**Objective:**
Rewrite the material below as a two-column CSV with the header instruction,response and one row per block. Put the block's text in the first column and its answer in the second, with each field in double quotes and every line break replaced by a space.

··· Data extract ···

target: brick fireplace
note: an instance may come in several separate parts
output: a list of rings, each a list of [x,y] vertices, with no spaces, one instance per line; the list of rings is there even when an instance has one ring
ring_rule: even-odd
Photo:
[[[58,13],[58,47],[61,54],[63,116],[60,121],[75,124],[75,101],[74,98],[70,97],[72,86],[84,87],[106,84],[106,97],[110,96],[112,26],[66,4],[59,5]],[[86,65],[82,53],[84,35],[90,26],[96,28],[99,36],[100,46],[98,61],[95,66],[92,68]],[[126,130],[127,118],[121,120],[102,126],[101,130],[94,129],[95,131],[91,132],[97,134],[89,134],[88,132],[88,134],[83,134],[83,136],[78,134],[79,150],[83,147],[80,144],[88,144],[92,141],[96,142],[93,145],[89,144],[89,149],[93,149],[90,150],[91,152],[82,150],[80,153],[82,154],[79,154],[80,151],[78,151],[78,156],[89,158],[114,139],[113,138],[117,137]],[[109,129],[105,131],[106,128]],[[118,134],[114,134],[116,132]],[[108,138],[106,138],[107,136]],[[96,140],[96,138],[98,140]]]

···

**Solved exercise:**
instruction,response
"target: brick fireplace note: an instance may come in several separate parts output: a list of rings, each a list of [x,y] vertices, with no spaces, one instance per line; the list of rings is there even when an instance has one ring ring_rule: even-odd Photo:","[[[58,13],[58,47],[61,54],[63,116],[60,121],[75,124],[75,101],[74,98],[70,97],[72,86],[84,87],[106,84],[106,97],[110,96],[112,26],[66,4],[59,5]],[[86,65],[82,53],[84,35],[90,26],[96,28],[99,36],[100,46],[98,61],[95,66],[92,68]],[[126,130],[127,118],[121,120],[102,126],[101,130],[94,129],[95,131],[91,132],[97,134],[89,134],[88,132],[88,134],[83,134],[83,136],[78,134],[79,150],[83,147],[80,144],[88,144],[92,141],[96,142],[93,145],[89,144],[89,149],[93,149],[90,150],[91,152],[82,150],[80,153],[82,154],[79,154],[80,151],[78,151],[78,156],[89,158],[114,139],[113,138],[117,137]],[[109,129],[105,131],[106,128]],[[118,134],[114,134],[116,132]],[[108,138],[106,138],[107,136]],[[96,140],[96,138],[98,140]]]"